* [Reading text]
┌────────

Scientific classification
- Kingdom: Animalia
- Phylum: Chordata
- Class: Reptilia
- Order: Squamata
- Suborder: Serpentes
- Family: Colubridae
- Genus: Calamaria
- Species: C. pavimentata
- Binomial name: Calamaria pavimentata Duméril, Bibron & Duméril, 1854

= Collared reed snake =

- Genus: Calamaria
- Species: pavimentata
- Authority: Duméril, Bibron & Duméril, 1854
- Conservation status: LC

Species of snake

The collared reed snake (Calamaria pavimentata) is a species of colubrid snake found in Asia. In Japan, it is also called Miyara's collared snake.

==Description==
The rostral is as deep as it is broad, and it is well visible from above. The frontal is longer than broad, shorter than the parietals, and 2.0 to 2.5 times as broad as the supraocular. C. pavimentata has one preocular scale and one postocular scale with four upper labials (the second and fourth are the largest, with the second and third entering the eye). The first pair of lower labials form a suture behind the mental scale. There are two pairs of chin shields, each pair in contact with the other. The scales are in 13 rows. There are 140–182 ventral scales, the anal scale is entire, and it has 13–27 subcaudal scales, and a pointed tail.

└────────

* [Activity 1] Rewrite the paragraph of the collared reed snake text that begins "The rostral is as deep as it is broad" as a bulleted list, keeping its main facts.
* [Activity 2] Go on with the collared reed snake text, starting after its last sentence.

* [Supplied information]
┌────────

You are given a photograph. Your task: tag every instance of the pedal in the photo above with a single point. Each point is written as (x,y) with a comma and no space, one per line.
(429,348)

└────────

* [Response area 1]
- Rostral: as deep as broad, well visible from above
- Frontal: longer than broad, shorter than the parietals, 2.0 to 2.5 times as broad as the supraocular
- One preocular and one postocular scale
- Four upper labials: the second and fourth are the largest, and the second and third enter the eye
- First pair of lower labials: form a suture behind the mental scale
- Chin shields: two pairs, each pair in contact with the other
- Scales: in 13 rows
- Ventral scales: 140–182
- Anal scale: entire
- Subcaudal scales: 13–27
- Tail: pointed

* [Response area 2]
The collared reed snake is reddish-brown above, with five dark longitudinal lines or series of spots. The nape is dark brown and separated from the back by a yellow collar. A pair of yellow spots is seen at the base and another at the end of the tail. The lower parts show a uniform yellow with a dark line along the tail in the Burmese and Javan specimens, obscured with brown mottlings or brown with lighter borders in C. p. siamensis.

The total length of the body is 12.5 in with a 0.6-in (1.5-cm) tail.

==Distribution==
This snake can be found in India (Assam), Myanmar, Thailand, Laos, Cambodia, Vietnam, west Malaysia (including Pulau Tioman), Indonesia, south and southwest China (including Hainan), Taiwan, and Japan (Ryukyu Islands).